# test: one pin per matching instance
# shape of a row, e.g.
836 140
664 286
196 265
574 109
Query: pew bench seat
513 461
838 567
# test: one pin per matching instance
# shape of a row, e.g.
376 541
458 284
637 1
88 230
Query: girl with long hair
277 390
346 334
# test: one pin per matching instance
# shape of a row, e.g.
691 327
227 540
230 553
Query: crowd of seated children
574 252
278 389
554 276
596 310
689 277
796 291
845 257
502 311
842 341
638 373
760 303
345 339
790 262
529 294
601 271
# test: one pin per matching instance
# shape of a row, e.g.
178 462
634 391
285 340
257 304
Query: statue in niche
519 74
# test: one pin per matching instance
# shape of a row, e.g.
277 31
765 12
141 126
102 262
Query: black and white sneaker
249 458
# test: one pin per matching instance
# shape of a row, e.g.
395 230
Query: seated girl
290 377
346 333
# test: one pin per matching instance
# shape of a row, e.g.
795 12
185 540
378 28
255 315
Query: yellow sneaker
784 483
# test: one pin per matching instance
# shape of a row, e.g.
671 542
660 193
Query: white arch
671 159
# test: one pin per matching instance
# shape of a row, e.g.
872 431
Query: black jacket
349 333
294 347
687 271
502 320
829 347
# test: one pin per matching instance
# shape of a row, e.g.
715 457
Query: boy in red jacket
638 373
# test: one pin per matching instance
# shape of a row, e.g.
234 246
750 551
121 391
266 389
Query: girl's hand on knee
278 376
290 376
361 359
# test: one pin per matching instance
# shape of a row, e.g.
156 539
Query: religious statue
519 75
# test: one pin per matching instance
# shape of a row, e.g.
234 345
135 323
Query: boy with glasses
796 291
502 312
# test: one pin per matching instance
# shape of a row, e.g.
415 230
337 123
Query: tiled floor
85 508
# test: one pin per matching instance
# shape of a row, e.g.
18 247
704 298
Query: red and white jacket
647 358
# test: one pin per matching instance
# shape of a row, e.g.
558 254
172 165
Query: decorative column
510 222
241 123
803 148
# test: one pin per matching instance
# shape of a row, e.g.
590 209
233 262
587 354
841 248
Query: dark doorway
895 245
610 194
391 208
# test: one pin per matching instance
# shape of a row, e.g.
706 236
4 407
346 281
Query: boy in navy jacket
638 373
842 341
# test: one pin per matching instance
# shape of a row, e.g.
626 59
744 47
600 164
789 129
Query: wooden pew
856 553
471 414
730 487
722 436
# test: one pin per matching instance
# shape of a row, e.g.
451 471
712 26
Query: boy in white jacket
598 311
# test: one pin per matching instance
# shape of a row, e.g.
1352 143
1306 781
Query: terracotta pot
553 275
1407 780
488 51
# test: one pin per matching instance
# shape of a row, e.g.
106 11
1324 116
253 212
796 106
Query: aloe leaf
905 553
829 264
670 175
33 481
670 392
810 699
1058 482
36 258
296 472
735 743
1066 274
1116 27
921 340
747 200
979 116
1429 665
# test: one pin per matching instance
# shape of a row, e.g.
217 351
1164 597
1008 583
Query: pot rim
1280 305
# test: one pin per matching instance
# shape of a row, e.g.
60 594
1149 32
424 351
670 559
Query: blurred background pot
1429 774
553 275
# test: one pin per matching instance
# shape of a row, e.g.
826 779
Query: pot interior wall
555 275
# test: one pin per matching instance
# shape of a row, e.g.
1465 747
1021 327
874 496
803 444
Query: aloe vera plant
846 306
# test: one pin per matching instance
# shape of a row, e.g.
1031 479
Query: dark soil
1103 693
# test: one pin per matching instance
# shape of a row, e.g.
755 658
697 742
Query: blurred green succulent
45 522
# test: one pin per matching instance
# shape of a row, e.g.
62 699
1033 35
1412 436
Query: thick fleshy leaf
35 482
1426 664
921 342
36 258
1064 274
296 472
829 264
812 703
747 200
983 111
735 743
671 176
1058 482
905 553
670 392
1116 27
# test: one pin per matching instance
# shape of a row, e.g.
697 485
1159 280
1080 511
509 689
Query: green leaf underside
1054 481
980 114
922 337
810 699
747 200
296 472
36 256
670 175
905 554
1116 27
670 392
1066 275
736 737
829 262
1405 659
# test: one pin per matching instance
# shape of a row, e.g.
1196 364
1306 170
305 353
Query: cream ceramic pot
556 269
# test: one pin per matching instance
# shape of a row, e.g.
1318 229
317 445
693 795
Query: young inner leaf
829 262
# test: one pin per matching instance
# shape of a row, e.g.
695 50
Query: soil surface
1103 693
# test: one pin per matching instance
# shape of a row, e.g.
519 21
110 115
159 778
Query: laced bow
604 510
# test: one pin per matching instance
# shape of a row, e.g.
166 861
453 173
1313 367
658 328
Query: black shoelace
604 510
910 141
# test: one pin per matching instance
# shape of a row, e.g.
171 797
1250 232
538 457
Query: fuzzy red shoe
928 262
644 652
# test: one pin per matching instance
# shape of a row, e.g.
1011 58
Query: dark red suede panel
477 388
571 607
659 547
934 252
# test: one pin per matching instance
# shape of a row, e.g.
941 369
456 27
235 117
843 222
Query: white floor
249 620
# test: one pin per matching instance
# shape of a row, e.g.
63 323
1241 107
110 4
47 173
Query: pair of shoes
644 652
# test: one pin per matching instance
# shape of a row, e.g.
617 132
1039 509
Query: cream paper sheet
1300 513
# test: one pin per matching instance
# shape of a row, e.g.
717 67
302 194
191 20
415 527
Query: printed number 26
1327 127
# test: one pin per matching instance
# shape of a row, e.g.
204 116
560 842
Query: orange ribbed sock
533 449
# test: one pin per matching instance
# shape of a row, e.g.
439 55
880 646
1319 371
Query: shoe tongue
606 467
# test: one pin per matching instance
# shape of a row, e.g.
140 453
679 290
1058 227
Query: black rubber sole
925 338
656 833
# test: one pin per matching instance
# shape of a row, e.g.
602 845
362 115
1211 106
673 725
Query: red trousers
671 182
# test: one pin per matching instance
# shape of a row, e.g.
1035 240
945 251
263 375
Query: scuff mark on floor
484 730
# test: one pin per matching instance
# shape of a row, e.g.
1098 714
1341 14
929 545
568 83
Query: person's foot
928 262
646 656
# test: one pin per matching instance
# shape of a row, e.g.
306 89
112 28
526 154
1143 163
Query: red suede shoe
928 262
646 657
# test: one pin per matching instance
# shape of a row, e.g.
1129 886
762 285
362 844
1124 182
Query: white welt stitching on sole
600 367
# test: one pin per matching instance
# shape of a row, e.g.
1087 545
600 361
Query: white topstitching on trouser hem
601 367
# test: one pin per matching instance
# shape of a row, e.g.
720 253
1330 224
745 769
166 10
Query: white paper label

__Set problem__. Emit the records above again, exactly, with no line skipped.

__Task output__.
# test: one pin per matching instance
# shape of a row, e.g.
836 140
664 286
196 265
574 109
Query: pew bench seat
513 461
838 567
# test: one pin per matching instance
# shape of a row, e.g.
376 541
458 284
637 1
88 230
Query: girl with long hair
277 390
346 334
# test: one pin per matching instance
# shape of a row, e.g.
691 327
227 540
230 553
Query: crowd of seated children
574 252
278 389
554 276
596 310
689 277
796 291
845 257
502 311
842 341
638 373
760 303
345 339
790 262
529 294
601 271
# test: one pin per matching instance
# shape of a row, e.g.
178 462
634 391
285 340
257 304
Query: statue in niche
519 74
# test: one pin per matching instance
# shape of a row, e.g.
277 31
765 12
141 126
102 262
Query: black and white sneaker
249 458
# test: one pin per matching instance
# shape of a row, e.g.
395 230
Query: seated girl
290 377
346 333
# test: one pin per matching instance
# shape of a row, e.g.
795 12
185 540
378 28
255 315
Query: yellow sneaker
784 483
# test: one pin per matching instance
# shape of a row, e.g.
671 542
660 193
Query: white arch
671 159
# test: one pin per matching instance
# shape of a row, e.g.
872 431
Query: black jacket
349 333
294 347
687 271
502 320
829 347
# test: one pin per matching instance
# shape of a row, e.g.
715 457
Query: boy in red jacket
638 373
# test: one pin per matching instance
# shape of a row, e.g.
234 246
750 551
121 391
266 389
Query: girl's hand on knee
278 376
290 376
361 359
# test: one pin per matching instance
# shape of a row, e.g.
156 539
Query: religious statue
519 75
# test: one pin per matching instance
# shape of a row, e.g.
234 345
135 323
Query: boy with glasses
796 291
502 312
# test: one pin per matching instance
# shape of a row, e.g.
415 230
337 123
Query: tiled floor
85 508
# test: one pin per matching instance
# shape of a row, e.g.
18 247
704 298
Query: red and white jacket
647 358
# test: one pin per matching instance
# shape of a row, e.g.
558 254
172 165
Query: decorative column
510 222
241 123
803 148
# test: one pin per matching instance
# shape of a row, e.g.
590 209
233 262
587 354
841 248
Query: dark doorway
895 245
610 194
391 208
# test: one pin per matching instance
# shape of a row, e.g.
706 236
4 407
346 281
Query: boy in navy jacket
638 373
842 341
# test: one pin per matching instance
# shape of a row, e.g.
626 59
744 47
600 164
789 129
Query: wooden pew
856 553
471 414
730 487
722 436
# test: one pin per matching instance
# shape of a row, e.g.
451 471
712 26
Query: boy in white jacket
598 311
# test: one pin per matching instance
# shape of a row, e.g.
1352 143
1306 781
Query: terracotta pot
553 275
1407 780
488 51
# test: one pin per matching instance
# shape of a row, e.g.
106 11
1324 116
253 212
796 106
Query: aloe leaf
905 553
829 264
670 175
33 481
670 392
810 699
1058 482
36 258
296 472
735 743
1066 274
1116 27
921 340
747 200
979 116
1429 665
# test: one pin per matching instance
# shape of a row, e.g.
217 351
1164 597
1008 583
Query: pot rim
1280 305
# test: one pin per matching instance
# shape of a row, e.g.
60 594
1149 32
424 351
670 559
Query: blurred background pot
1429 774
553 275
# test: one pin per matching instance
# shape of a row, e.g.
826 779
Query: pot interior wall
555 275
# test: one pin per matching instance
# shape of a row, e.g.
1465 747
1021 327
874 496
803 444
Query: aloe vera plant
846 306
# test: one pin per matching instance
# shape of a row, e.g.
1031 479
Query: dark soil
1103 693
# test: one pin per matching instance
# shape of a row, e.g.
755 658
697 742
Query: blurred green succulent
45 522
# test: one pin per matching instance
# shape of a row, e.g.
62 699
1033 35
1412 436
Query: thick fleshy leaf
35 482
1426 664
921 342
36 258
1064 274
296 472
829 264
812 703
747 200
983 111
735 743
671 176
1058 482
905 553
670 392
1116 27
# test: one pin per matching instance
# shape of a row, e.g.
697 485
1159 280
1080 511
509 689
Query: green leaf underside
1054 481
980 114
922 337
810 699
747 200
296 472
36 256
670 175
905 554
1116 27
670 392
1066 275
736 737
829 262
1405 659
# test: one pin per matching instance
# shape of a row, e.g.
1196 364
1306 170
305 353
Query: cream ceramic pot
556 269
# test: one pin per matching instance
# shape of a row, e.g.
1318 229
317 445
693 795
Query: young inner leaf
829 262
# test: one pin per matching instance
# shape of a row, e.g.
695 50
Query: soil surface
1103 693
# test: one pin per matching instance
# shape of a row, e.g.
519 21
110 115
159 778
Query: laced bow
604 510
# test: one pin per matching instance
# shape of a row, e.g.
166 861
453 173
1313 367
658 328
Query: black shoelace
604 510
910 141
# test: one pin per matching instance
# shape of a row, e.g.
171 797
1250 232
538 457
Query: fuzzy red shoe
928 262
644 652
# test: one pin per matching instance
# shape of a row, e.g.
1011 58
Query: dark red suede panel
477 388
571 607
659 547
934 252
# test: one pin per matching instance
# shape of a row, e.g.
941 369
456 27
235 117
843 222
Query: white floor
249 620
# test: one pin per matching instance
# shape of a row, e.g.
63 323
1241 107
110 4
47 173
Query: pair of shoes
644 652
# test: one pin per matching instance
# shape of a row, e.g.
617 132
1039 509
Query: cream paper sheet
1300 513
# test: one pin per matching instance
# shape of a row, e.g.
717 67
302 194
191 20
415 527
Query: printed number 26
1327 127
# test: one pin per matching instance
# shape of a row, e.g.
204 116
560 842
Query: orange ribbed sock
533 449
# test: one pin per matching instance
# shape of a row, e.g.
439 55
880 646
1319 371
Query: shoe tongue
606 467
# test: one pin per matching instance
# shape of a row, e.g.
140 453
679 290
1058 227
Query: black rubber sole
925 338
656 833
# test: one pin per matching instance
# shape of a row, e.g.
602 845
362 115
1211 106
673 725
Query: red trousers
671 182
# test: one pin per matching instance
# shape of a row, e.g.
1035 240
945 251
263 375
Query: scuff mark on floor
484 730
# test: one pin per matching instance
# shape of a row, e.g.
1098 714
1341 14
929 545
568 83
Query: person's foot
928 262
646 656
# test: one pin per matching instance
# shape of a row, e.g.
306 89
112 28
526 154
1143 163
Query: red suede shoe
928 262
646 657
# test: one pin per matching instance
# shape of a row, e.g.
1129 886
762 285
362 844
1124 182
Query: white welt stitching on sole
600 367
# test: one pin per matching instance
# shape of a row, e.g.
1087 545
600 361
Query: white topstitching on trouser hem
601 367
# test: one pin per matching instance
# shape of a row, e.g.
720 253
1330 224
745 769
166 10
Query: white paper label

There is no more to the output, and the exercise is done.